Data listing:
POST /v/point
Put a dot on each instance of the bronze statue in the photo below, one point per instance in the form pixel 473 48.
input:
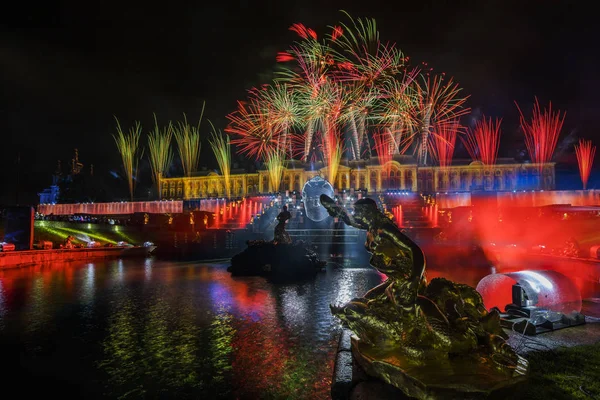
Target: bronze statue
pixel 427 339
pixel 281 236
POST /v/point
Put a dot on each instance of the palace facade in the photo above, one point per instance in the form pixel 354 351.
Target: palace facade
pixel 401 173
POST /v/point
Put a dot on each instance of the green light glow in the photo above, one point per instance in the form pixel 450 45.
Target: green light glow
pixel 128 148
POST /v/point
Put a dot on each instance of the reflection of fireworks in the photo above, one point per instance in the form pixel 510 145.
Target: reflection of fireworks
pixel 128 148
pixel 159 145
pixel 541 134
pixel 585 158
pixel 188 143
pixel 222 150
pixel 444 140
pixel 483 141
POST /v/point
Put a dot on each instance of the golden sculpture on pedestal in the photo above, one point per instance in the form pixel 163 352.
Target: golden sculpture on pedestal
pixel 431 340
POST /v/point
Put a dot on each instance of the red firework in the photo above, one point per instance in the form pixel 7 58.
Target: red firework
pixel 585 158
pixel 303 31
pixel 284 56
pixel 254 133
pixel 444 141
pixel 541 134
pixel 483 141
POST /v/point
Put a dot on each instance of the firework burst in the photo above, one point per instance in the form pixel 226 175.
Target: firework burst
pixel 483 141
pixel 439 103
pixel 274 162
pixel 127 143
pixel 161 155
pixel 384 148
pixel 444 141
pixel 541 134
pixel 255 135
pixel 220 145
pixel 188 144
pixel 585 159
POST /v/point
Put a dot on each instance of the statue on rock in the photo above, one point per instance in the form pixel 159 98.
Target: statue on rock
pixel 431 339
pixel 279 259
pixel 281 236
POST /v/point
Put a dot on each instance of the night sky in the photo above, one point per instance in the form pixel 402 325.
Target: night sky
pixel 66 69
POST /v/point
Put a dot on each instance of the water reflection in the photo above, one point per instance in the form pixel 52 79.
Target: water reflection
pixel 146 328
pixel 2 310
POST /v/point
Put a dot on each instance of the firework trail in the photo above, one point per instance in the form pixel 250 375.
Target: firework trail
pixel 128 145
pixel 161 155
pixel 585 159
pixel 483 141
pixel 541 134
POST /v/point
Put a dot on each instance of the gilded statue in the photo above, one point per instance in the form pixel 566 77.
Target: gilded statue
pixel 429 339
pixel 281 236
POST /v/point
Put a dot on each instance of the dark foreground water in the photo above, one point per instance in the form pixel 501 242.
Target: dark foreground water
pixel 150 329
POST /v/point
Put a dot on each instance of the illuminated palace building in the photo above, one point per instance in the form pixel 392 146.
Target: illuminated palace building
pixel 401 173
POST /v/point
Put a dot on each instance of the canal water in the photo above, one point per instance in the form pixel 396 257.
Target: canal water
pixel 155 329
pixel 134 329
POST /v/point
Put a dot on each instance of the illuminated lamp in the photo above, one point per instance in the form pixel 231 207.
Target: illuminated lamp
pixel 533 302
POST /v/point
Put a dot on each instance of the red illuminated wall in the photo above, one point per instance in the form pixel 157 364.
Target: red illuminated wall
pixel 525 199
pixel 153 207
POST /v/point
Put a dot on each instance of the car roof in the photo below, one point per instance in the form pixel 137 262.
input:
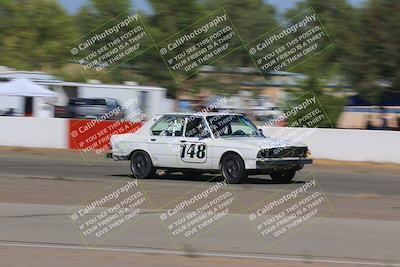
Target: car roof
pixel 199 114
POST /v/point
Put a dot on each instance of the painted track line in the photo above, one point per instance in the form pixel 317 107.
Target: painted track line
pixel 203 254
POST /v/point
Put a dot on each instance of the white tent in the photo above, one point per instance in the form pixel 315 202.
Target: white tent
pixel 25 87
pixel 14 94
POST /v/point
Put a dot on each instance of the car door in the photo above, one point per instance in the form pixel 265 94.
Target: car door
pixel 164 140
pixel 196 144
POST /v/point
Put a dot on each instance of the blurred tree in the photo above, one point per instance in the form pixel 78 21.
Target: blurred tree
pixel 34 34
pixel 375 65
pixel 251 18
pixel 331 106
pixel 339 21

Brief: Transcribe the records word for word and include no pictures.

Final result:
POST /v/point
Put a dot on each instance of the bronze statue in the photo below, one point per instance in the form pixel 473 48.
input:
Target: bronze statue
pixel 427 339
pixel 281 236
POST /v/point
Put a dot on each instance of the palace facade in the photo above, one point per instance in the form pixel 354 351.
Target: palace facade
pixel 401 173
POST /v/point
Put a dot on each instance of the green light glow in the photo above, one point per instance in the form pixel 450 45.
Target: green light glow
pixel 128 148
POST /v/point
Put a dot on each instance of the reflection of fireworks in the photo above, one point per instance in the form pixel 510 145.
Target: reflection of fireworks
pixel 128 148
pixel 159 145
pixel 541 134
pixel 585 158
pixel 188 143
pixel 222 150
pixel 444 140
pixel 483 141
POST /v/point
Put a dot on each instance of the golden sculpture on pedestal in the photo above, one point per instance in the form pixel 163 352.
Target: golden sculpture on pedestal
pixel 431 340
POST /v/point
Put a dot on each instance of the red firework in the photo above, one point per instance in the form pixel 7 58.
Target: red firework
pixel 585 158
pixel 303 31
pixel 284 56
pixel 254 133
pixel 444 141
pixel 541 134
pixel 483 141
POST /v/point
Put a dot on each instance of the firework burst in the photo above, one point per instance in the form pixel 226 175.
Target: firework burst
pixel 483 141
pixel 439 103
pixel 274 162
pixel 127 143
pixel 161 155
pixel 384 148
pixel 444 141
pixel 541 134
pixel 255 135
pixel 220 145
pixel 188 144
pixel 585 159
POST /v/point
Put a dot on each instance of the statue on rock in the photo above, one point per instance in the form pixel 159 98.
Target: statue on rock
pixel 431 339
pixel 279 259
pixel 281 236
POST /v/point
Put a dot on each instance of the night sky in the photo above, one point per instance in the form pixel 402 325.
Target: night sky
pixel 66 69
POST /v/point
Put a dot on each instance of the water reflection in the photo above, one point per instance in the form pixel 52 79.
Target: water reflection
pixel 146 328
pixel 2 310
POST /v/point
Put a dot on each instance of the firework trail in the photo above, one point per instance in the form pixel 250 375.
Target: firework trail
pixel 128 145
pixel 161 155
pixel 585 159
pixel 483 141
pixel 541 134
POST /v/point
Put a dot on each instance of the gilded statue in the photo above, one point per instance in the form pixel 566 77.
Target: gilded statue
pixel 429 339
pixel 281 236
POST /v/point
Put a dot on each instance of the dark foreground water in the photo above, one point per instance in the form pixel 501 242.
Target: dark foreground water
pixel 150 329
POST /v/point
Put a dot on each instance of the illuminated palace building in the photo above, one point per instance in the form pixel 392 146.
Target: illuminated palace building
pixel 401 173
POST /v/point
Put a dot on each instance of the canal water in the photo above, one point per instance in the form pixel 396 257.
Target: canal water
pixel 155 329
pixel 134 329
POST /v/point
Put a dot on each instance of the illuminated lamp in the photo above, one point per instance in the form pixel 231 207.
Target: illuminated lamp
pixel 533 302
POST /v/point
Put a dot on each instance of the red illuminated wall in the photo above, one point per instance in the form pixel 157 364.
Target: red illuminated wall
pixel 525 199
pixel 153 207
POST /v/point
Put a dot on each instance of the car roof in the photo below, one point per instance in the form pixel 137 262.
input:
Target: car roof
pixel 199 114
POST /v/point
Put a dot on each instance of the painted track line in the photo above, one point per instance in the form pixel 317 107.
Target: painted track line
pixel 203 254
POST /v/point
Put a dot on each instance of the white tent in the photo above, one point per instance in the form pixel 315 202.
Target: white tent
pixel 25 87
pixel 14 94
POST /v/point
Put a dot on each instance of the car door in the photo above, one point per instance in the form pixel 265 94.
Target: car door
pixel 164 140
pixel 196 144
POST /v/point
Put a dot on each instance of the blurred tree in the photo above, one point per instance in the form pixel 78 21.
Target: blurred tree
pixel 34 34
pixel 375 65
pixel 251 18
pixel 331 106
pixel 339 21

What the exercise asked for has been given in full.